=== DATA LISTING ===

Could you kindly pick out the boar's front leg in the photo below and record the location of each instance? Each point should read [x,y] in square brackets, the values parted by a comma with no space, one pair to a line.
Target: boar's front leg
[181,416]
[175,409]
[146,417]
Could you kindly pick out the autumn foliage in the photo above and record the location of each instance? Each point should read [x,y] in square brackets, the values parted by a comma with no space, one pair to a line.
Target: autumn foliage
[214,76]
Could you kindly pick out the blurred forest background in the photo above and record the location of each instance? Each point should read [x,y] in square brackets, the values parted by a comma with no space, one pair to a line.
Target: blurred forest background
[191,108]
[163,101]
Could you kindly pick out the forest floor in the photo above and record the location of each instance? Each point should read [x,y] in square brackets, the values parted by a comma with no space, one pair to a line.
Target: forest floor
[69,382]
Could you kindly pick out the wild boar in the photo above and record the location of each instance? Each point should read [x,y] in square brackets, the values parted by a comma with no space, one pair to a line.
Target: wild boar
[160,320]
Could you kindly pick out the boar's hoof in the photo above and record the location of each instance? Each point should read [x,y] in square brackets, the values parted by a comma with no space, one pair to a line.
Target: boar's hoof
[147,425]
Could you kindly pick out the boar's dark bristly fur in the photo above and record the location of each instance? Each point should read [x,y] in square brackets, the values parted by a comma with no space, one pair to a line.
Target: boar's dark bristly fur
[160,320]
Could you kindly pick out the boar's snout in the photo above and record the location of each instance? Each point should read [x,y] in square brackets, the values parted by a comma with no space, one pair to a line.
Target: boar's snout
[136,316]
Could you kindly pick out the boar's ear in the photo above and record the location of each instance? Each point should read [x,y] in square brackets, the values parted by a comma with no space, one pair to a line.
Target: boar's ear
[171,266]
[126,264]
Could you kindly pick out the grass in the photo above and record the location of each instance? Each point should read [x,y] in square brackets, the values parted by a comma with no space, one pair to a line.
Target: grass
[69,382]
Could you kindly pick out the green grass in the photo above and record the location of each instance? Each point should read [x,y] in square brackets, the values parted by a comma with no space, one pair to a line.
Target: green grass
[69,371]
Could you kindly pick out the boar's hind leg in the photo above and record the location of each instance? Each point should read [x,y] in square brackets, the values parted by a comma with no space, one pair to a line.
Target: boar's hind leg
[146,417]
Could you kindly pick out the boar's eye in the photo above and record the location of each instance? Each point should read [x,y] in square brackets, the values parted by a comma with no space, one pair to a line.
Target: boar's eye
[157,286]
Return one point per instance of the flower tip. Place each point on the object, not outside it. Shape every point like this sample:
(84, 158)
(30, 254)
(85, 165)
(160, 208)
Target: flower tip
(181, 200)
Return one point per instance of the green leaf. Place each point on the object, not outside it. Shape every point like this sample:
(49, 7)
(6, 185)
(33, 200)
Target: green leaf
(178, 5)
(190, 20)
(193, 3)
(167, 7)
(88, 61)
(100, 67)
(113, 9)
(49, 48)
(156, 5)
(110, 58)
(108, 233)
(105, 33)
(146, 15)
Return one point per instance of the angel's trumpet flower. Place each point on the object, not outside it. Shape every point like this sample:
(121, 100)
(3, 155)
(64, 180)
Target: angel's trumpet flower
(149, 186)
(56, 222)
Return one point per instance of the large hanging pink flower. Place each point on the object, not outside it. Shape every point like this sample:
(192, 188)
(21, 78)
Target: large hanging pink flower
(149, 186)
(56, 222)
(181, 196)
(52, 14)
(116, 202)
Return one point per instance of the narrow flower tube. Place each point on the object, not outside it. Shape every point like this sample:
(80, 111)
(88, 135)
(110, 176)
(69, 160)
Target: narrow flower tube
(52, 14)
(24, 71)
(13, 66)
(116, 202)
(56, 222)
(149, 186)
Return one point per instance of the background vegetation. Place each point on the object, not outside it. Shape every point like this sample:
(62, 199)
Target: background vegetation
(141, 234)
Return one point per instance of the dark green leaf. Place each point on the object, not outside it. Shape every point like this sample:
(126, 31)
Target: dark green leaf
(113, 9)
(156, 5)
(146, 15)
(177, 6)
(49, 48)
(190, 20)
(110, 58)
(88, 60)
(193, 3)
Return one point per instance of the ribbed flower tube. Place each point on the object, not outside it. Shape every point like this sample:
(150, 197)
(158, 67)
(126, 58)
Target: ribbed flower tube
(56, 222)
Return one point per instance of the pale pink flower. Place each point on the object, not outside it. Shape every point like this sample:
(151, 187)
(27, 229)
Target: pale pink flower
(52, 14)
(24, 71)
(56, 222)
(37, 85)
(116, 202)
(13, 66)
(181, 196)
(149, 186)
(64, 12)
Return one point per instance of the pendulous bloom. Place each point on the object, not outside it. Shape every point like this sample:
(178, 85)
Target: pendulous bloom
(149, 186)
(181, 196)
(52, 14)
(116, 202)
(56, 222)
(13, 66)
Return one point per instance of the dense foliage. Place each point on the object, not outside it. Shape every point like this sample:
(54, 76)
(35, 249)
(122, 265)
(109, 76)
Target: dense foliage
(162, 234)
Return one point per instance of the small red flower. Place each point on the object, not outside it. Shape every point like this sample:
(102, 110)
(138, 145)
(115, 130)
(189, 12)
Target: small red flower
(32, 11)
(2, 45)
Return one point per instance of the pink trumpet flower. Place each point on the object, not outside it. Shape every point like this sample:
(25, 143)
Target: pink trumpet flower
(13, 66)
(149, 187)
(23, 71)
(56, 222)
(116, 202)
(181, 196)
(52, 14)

=== TASK TO COMPLETE ===
Copy out all of the material above word for word, changing nothing.

=== FULL RESPONSE ===
Could you kindly pick out the boar's front leg in the photo below and record the location of each instance? Each point should read [x,y] in square brackets, the values parted by a comma with no space, one pair to a line.
Target: boar's front leg
[181,416]
[175,409]
[146,417]
Could you kindly pick out the autumn foliage in the photo above and record the location of each instance? Each point should read [x,y] in square brackets, the values parted by a comma with no space, one pair to a line.
Target: autumn foliage
[214,76]
Could you kindly pick out the blurred forest background in the photo above and record the location of each instance? Each point should read [x,y] in square brackets, the values parted by a comma with no space, one pair to a line.
Target: blurred forest background
[191,108]
[163,101]
Could you kindly pick out the forest floor in the photo above and record the location of each instance? Each point should read [x,y] in square brackets, the values parted by a comma with no space, one pair to a line.
Target: forest floor
[69,382]
Could you kindly pick out the wild boar in the photo above and record the location of each instance? Each point should read [x,y] in square brackets, the values parted by a comma with no space, one pair to a line.
Target: wild boar
[160,320]
Could you kindly pick out the boar's hoof in the photo above and record the location of each instance? Each point should read [x,y] in square brackets, the values parted by a comma with no space, one pair to a line.
Target: boar's hoof
[147,425]
Could you kindly pick out the boar's dark bristly fur in the photo above and record the location of each instance? Each point should read [x,y] in square brackets, the values parted by a comma with no space, one pair to a line.
Target: boar's dark bristly fur
[160,320]
Could you kindly pick out the boar's snout in the photo above and record the location of each instance? Each point should read [x,y] in square brackets, the values parted by a comma with no space, one pair to a line.
Target: boar's snout
[136,316]
Could you kindly pick out the boar's ear in the photo above and record the location of each instance? Each point should read [x,y] in square brackets, the values parted by a comma with no space, one pair to a line.
Target: boar's ear
[171,266]
[126,264]
Could you kindly pick out the grass in the photo above and record the location of each instance? Each point should read [x,y] in square brackets, the values parted by a comma with no space, one pair to a line.
Target: grass
[69,382]
Could you kindly pick out the green grass in the photo above and record the location of each instance? Each point should read [x,y] in square brackets, the values parted by a comma with no space, one pair to a line.
Target: green grass
[69,371]
Could you kindly pick out the boar's hind leg in the photo above and record the location of each instance? Each point should read [x,y] in square brackets, the values parted by a comma with no space, one pair to a line.
Target: boar's hind leg
[146,417]
Could you kindly pick out the boar's eye in the photo above and record the location of each instance? Each point should read [x,y] in square brackets, the values parted by a comma with no space, one pair to a line.
Target: boar's eye
[157,286]
Return one point per instance of the flower tip. Place each point on the object, not outside it. Shape every point like this sample:
(84, 158)
(30, 254)
(85, 165)
(160, 208)
Target: flower tip
(181, 200)
Return one point per instance of the green leaf. Place each point on the object, not outside it. Shape every point like this sample:
(49, 7)
(6, 185)
(33, 200)
Target: green leaf
(178, 5)
(190, 20)
(193, 3)
(167, 7)
(88, 61)
(100, 67)
(113, 9)
(49, 48)
(156, 5)
(110, 58)
(108, 233)
(105, 33)
(146, 15)
Return one point per instance of the angel's trumpet flower. Place each point on the object, not outside it. Shape every point like this sample:
(121, 100)
(3, 155)
(64, 180)
Target: angel's trumpet flower
(149, 186)
(56, 222)
Return one point per instance of the large hanging pink flower. Place each point on the object, not outside it. Shape every point like this sample:
(192, 188)
(21, 78)
Target: large hanging pink flower
(149, 186)
(56, 222)
(181, 196)
(52, 14)
(116, 202)
Return one point per instance of the narrow flower tube. Place each point on the object, not outside it. Shape every point like this sample:
(80, 111)
(88, 135)
(110, 176)
(69, 160)
Target: narrow flower tube
(52, 14)
(24, 71)
(13, 66)
(116, 202)
(56, 222)
(149, 186)
Return one point per instance of the background vegetation. Place each point on the object, not outside it. Shape every point like this sample:
(62, 199)
Target: background vegetation
(141, 234)
Return one point per instance of the dark green leaf. Place each point on the object, not outside it. Shape every point like this sample:
(126, 31)
Target: dark green leaf
(113, 9)
(156, 5)
(146, 15)
(177, 6)
(49, 48)
(190, 20)
(110, 58)
(88, 60)
(193, 3)
Return one point per instance of the ribbed flower tube. Place each point on the object, not outside it. Shape every point like this sample:
(150, 197)
(158, 67)
(126, 58)
Target: ribbed flower tube
(56, 222)
Return one point per instance of the pale pink flower. Place each point on the object, not outside it. Shape every point like this sample:
(151, 187)
(27, 229)
Target: pale pink flower
(52, 14)
(24, 71)
(56, 222)
(37, 85)
(116, 202)
(13, 66)
(181, 196)
(149, 186)
(64, 12)
Return one point per instance of the pendulous bloom. Place each point on the object, not outside it. Shape every point like this sample:
(178, 85)
Target: pendulous bloom
(149, 186)
(181, 196)
(52, 14)
(116, 202)
(56, 222)
(13, 66)
Return one point per instance of the dense foliage. Place each point on the object, not outside it. Shape every point like this sample:
(54, 76)
(35, 249)
(122, 265)
(109, 76)
Target: dense foliage
(162, 234)
Return one point per instance of the small red flower. Place each point on the object, not outside it. Shape every point like this sample:
(102, 110)
(138, 145)
(115, 130)
(189, 12)
Target: small red flower
(32, 11)
(2, 45)
Return one point per instance of the pink trumpet flower. Place each point on the object, not outside it. Shape every point like this sample:
(25, 143)
Target: pink trumpet flower
(13, 66)
(149, 187)
(23, 71)
(56, 222)
(116, 202)
(181, 196)
(52, 14)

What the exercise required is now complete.